__Task A__
Update the listing below, from the line containing "Reviewer note: confirm that every instance of the suv tail" up to and including the line containing "<point>331,158</point>", by replacing "suv tail light" with "SUV taillight" and leaving everything else unchanged. Return only those lines.

__Article__
┌──
Any work that comes through us, because of God, has great
eternal value.
Romans 6:6
We know that our old self was nailed to the cross with
Him in order that our body of sin might be made ineffective
and inactive for evil, that we might no longer be the slaves
of sin.
God
has not granted us immediate freedom from sin; but He has
made a way for our sinful natures to be ineffective and
inactive for evil.
It
is not through our own efforts, nor our sinlessness, that
we bring honor to God. It is as we yield each moment to
His care that He is glorified through us.
The
way in which pearls are formed offers a valuable lesson
in dealing with sinful tendencies: those sin patterns which
haunt us; the ones for which we have repented and pleaded
with God for freedom numerous times.
Nature's
pearls are lustrous and are treasured as valuable. To help
us grasp a godly principle, we need to understand how they
are made.
First,
some irritant, such as a grain of sand, enters into an oyster.
This grain of sand is so aggravating that the oyster covers
it up with layer after layer of a readily available substance.
The oyster does not retaliate by covering it up with the
nastiest substance it can find. Rather, it uses the best
thing it can find---the same substance with which it lines
the inside of its own shell. After several successive layers
have been applied, a pearl is formed.
└──
__Task B__
From the devotional passage above, extract word for word the portion from "Any work that" up to and including "inactive for evil.".

__Entries from a dataset__
┌──
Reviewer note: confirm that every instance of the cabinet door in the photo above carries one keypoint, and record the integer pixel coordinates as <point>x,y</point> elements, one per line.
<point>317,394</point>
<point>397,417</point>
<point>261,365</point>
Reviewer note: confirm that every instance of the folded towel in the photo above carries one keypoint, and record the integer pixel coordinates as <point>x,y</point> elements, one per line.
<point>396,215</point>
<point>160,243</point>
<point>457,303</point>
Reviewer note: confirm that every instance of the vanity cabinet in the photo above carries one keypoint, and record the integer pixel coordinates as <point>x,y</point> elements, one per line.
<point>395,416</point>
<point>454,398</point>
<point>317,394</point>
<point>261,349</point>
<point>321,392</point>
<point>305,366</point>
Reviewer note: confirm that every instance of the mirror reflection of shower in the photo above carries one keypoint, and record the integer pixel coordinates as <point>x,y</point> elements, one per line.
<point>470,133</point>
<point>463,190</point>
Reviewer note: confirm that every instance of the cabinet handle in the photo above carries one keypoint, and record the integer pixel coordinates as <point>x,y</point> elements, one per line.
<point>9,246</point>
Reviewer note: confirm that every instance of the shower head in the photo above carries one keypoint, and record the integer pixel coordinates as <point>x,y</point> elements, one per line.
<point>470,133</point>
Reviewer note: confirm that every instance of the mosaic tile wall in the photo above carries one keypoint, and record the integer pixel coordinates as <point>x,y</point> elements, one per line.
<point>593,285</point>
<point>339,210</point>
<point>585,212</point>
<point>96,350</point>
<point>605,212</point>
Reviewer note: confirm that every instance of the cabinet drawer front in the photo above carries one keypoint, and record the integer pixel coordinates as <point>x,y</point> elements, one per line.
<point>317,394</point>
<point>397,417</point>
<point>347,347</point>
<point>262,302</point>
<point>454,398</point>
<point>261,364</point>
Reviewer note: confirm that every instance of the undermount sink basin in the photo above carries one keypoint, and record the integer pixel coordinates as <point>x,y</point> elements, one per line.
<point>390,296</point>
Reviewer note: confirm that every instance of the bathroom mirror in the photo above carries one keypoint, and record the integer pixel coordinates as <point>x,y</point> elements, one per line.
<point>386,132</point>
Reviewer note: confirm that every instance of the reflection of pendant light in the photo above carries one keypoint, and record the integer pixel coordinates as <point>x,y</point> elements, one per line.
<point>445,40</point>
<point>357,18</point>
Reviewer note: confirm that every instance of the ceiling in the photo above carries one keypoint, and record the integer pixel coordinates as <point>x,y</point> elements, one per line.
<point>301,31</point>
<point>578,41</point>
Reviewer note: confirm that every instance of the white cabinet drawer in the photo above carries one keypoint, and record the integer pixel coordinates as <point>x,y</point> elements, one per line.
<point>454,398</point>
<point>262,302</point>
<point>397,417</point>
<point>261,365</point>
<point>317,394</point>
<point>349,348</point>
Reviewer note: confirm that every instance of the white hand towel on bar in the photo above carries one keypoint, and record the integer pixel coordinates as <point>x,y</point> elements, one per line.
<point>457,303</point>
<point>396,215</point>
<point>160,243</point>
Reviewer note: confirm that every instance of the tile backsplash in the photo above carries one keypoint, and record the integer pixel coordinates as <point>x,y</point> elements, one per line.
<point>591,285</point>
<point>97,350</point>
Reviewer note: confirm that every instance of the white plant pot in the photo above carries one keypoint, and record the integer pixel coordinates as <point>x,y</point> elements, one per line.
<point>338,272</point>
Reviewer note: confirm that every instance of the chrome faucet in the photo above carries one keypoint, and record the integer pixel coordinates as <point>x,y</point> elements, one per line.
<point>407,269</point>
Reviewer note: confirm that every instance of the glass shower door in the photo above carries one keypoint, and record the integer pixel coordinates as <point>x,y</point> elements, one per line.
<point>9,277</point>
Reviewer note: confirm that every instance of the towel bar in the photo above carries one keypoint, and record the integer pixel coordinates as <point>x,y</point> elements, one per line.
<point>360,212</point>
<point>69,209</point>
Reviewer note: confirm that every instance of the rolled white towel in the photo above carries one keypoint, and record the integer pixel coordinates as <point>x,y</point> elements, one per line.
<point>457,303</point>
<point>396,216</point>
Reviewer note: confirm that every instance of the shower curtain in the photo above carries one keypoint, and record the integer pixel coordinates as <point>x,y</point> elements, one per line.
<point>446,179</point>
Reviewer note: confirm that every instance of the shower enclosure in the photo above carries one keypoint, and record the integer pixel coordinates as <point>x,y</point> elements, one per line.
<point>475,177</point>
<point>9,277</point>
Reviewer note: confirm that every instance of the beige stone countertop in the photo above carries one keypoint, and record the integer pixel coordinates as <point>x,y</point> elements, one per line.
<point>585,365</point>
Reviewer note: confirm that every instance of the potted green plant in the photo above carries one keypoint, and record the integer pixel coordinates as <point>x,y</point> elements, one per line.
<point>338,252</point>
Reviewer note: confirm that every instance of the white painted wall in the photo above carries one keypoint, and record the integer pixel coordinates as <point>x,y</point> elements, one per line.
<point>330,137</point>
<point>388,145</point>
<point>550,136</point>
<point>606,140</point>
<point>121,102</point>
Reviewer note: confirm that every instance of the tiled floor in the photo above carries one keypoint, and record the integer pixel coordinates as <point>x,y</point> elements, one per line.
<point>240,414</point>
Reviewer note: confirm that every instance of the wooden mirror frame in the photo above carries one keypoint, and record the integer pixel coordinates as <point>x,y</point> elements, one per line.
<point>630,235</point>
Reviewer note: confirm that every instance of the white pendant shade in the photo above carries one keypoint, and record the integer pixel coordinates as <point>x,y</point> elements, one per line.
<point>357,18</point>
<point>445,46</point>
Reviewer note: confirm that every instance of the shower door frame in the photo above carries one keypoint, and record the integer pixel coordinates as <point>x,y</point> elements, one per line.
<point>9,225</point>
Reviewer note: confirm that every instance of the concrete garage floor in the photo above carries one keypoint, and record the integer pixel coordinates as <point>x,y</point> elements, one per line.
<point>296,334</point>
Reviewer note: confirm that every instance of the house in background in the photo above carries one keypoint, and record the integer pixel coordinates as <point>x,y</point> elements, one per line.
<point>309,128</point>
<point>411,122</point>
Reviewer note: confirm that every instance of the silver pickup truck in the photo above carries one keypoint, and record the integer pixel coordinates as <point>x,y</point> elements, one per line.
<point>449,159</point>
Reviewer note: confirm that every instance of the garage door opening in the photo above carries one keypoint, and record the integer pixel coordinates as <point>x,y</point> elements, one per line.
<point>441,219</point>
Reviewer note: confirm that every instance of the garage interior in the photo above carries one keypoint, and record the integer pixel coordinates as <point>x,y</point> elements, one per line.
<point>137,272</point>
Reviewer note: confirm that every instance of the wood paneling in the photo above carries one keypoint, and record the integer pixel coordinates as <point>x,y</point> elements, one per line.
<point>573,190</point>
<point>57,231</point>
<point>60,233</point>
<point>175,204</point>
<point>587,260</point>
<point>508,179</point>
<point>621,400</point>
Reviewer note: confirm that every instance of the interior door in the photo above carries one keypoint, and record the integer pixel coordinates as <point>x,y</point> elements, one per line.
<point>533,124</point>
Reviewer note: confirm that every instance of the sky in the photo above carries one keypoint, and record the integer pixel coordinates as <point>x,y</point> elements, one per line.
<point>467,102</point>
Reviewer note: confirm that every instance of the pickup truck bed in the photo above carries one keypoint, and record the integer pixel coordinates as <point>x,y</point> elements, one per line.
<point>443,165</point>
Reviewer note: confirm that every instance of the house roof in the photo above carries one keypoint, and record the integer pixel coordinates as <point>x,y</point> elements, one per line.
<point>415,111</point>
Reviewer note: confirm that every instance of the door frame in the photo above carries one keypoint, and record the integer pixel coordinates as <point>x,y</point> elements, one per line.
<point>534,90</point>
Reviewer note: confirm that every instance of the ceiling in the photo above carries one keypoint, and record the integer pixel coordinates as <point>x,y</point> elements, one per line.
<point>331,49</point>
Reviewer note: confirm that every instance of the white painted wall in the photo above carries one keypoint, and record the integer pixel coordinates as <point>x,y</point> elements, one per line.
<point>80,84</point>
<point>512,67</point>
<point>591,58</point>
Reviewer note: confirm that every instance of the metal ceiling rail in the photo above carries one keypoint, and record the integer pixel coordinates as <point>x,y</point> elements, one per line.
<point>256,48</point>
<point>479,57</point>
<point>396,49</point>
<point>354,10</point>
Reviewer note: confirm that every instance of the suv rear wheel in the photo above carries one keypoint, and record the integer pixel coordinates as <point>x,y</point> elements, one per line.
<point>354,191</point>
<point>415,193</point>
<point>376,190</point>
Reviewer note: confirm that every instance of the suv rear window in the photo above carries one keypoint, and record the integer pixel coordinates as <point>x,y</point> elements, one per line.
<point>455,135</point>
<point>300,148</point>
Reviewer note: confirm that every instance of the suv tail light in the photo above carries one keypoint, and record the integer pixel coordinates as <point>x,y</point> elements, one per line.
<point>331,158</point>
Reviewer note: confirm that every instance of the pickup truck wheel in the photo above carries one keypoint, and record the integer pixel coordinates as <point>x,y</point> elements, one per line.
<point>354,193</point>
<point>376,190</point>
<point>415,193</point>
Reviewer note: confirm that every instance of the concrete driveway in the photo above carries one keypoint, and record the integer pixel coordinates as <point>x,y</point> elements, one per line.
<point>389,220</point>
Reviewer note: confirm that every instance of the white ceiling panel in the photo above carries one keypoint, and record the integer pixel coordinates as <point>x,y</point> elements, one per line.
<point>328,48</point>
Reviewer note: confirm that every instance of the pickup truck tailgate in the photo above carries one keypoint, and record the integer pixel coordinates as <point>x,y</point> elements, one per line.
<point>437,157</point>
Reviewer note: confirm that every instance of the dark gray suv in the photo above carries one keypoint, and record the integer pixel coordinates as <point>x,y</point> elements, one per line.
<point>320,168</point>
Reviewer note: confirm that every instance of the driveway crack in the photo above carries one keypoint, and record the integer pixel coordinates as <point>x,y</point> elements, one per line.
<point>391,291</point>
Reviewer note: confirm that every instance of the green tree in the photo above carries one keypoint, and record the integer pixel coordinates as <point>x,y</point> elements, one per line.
└──
__Full answer A__
Reviewer note: confirm that every instance of the SUV taillight in the photo above carries one keypoint, and record the integer pixel coordinates as <point>x,y</point> elements, one per line.
<point>331,158</point>

__Full answer B__
Any work that comes through us, because of God, has great
eternal value.
Romans 6:6
We know that our old self was nailed to the cross with
Him in order that our body of sin might be made ineffective
and inactive for evil, that we might no longer be the slaves
of sin.
God
has not granted us immediate freedom from sin; but He has
made a way for our sinful natures to be ineffective and
inactive for evil.